* [TASK TO COMPLETE]: Transcribe all of the data exactly. Omit the pictures.

* [GIVEN DATA]:
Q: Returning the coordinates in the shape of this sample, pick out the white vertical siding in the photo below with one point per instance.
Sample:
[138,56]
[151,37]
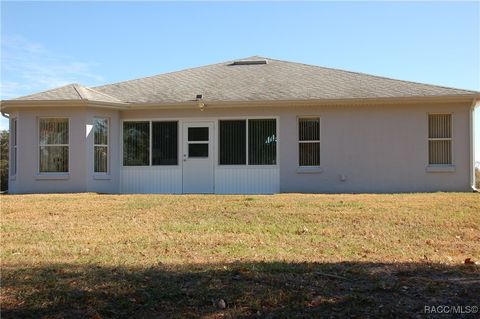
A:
[247,180]
[154,179]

* [TASK RESULT]:
Q: Returning the coordinates in the shape of this sample, pick out the white vertical siding in the photo below with one point per instance.
Sample:
[138,56]
[151,37]
A:
[247,180]
[154,179]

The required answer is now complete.